| Raw records |

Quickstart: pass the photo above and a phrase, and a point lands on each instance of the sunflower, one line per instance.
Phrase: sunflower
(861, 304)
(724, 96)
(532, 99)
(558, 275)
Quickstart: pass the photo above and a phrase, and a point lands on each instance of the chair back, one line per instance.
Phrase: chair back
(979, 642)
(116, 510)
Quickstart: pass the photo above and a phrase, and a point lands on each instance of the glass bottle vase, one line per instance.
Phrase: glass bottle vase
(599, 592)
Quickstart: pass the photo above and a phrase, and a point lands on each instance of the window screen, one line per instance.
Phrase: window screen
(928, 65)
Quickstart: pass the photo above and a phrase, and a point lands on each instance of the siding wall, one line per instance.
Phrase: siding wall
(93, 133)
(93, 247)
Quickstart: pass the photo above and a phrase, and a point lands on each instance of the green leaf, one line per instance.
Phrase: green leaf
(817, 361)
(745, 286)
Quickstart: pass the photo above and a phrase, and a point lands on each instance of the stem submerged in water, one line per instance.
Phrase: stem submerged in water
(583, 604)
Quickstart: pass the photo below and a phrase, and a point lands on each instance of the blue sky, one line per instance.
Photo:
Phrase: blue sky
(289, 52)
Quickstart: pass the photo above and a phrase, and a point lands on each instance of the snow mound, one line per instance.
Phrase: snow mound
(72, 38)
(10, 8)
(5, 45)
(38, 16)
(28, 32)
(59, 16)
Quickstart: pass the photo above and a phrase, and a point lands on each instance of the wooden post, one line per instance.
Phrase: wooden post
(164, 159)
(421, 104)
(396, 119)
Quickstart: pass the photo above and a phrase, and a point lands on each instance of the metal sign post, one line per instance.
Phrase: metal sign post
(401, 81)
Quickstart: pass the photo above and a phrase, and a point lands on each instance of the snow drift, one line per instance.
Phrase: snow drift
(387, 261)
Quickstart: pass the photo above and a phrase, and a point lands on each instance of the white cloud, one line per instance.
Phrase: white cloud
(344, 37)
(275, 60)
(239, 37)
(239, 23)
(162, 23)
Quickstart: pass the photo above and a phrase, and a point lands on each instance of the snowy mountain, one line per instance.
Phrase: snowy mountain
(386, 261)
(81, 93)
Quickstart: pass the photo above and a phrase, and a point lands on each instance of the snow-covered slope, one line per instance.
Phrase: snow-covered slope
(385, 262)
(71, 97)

| Exercise instructions |
Repeat the data precisely, line by line.

| Expected output |
Quickstart: pass the photo above and a phrase, and a point lands on each instance of the sunflower, one line per instance.
Phrase: sunflower
(861, 304)
(724, 96)
(532, 99)
(558, 275)
Quickstart: pass the photo above and a phrase, and a point lands on each instance of the chair back, one line per instance.
Phrase: chair back
(979, 642)
(116, 510)
Quickstart: pass the photo above and a phrase, and a point lands on each instance of the glass bottle vase, one line per instance.
Phrase: glass bottle vase
(599, 592)
Quickstart: pass the photo above and a phrase, and a point lands on each instance of the window screen, one line per instance.
Phrase: window screen
(928, 65)
Quickstart: pass the photo above and a phrase, and a point lands on each instance of the siding wall, one line per instance.
Phrase: siding wall
(93, 133)
(93, 247)
Quickstart: pass the photo above and a phrase, and a point lands on each instance of the green leaf, one line per instance.
Phrase: green leaf
(817, 361)
(745, 286)
Quickstart: pass the photo above and a phrase, and a point lands on each instance of the stem submerged in water, one line per instance.
Phrase: stem submerged in water
(583, 604)
Quickstart: pass the photo below and a phrase, and a point lands on each instance of the blue sky, one line per instance.
Photo:
Phrase: blue sky
(289, 52)
Quickstart: pass the photo above and a phrase, and a point lands on each instance of the snow mound, one line per instance.
Phrase: snow mound
(72, 38)
(10, 8)
(5, 45)
(38, 16)
(28, 32)
(59, 16)
Quickstart: pass the photo above and a phrase, and a point lands on each instance of the wooden post, one line per instance.
Phrase: wooden post
(164, 159)
(421, 104)
(396, 119)
Quickstart: pass the photo above and a phrase, and a point lands on each instance of the metal sign post, one line per instance.
Phrase: metal sign post
(401, 81)
Quickstart: pass the photo above and a phrase, and a point lands on each instance of the snow drift, one line per instance.
Phrase: snow drift
(387, 261)
Quickstart: pass the photo above and a phrase, and a point lands on each instance of the white cloud, one line per instance.
Phrase: white cloud
(344, 37)
(275, 60)
(239, 37)
(239, 23)
(162, 23)
Quickstart: pass the photo above and a phrase, and a point lands on each instance of the snowy mountain, one line per instance.
Phrase: snowy mountain
(386, 261)
(81, 93)
Quickstart: pass the photo above and a phrase, and a point lands on each instance of the snow-covered slope, one line per instance.
Phrase: snow-covered slope
(385, 262)
(71, 97)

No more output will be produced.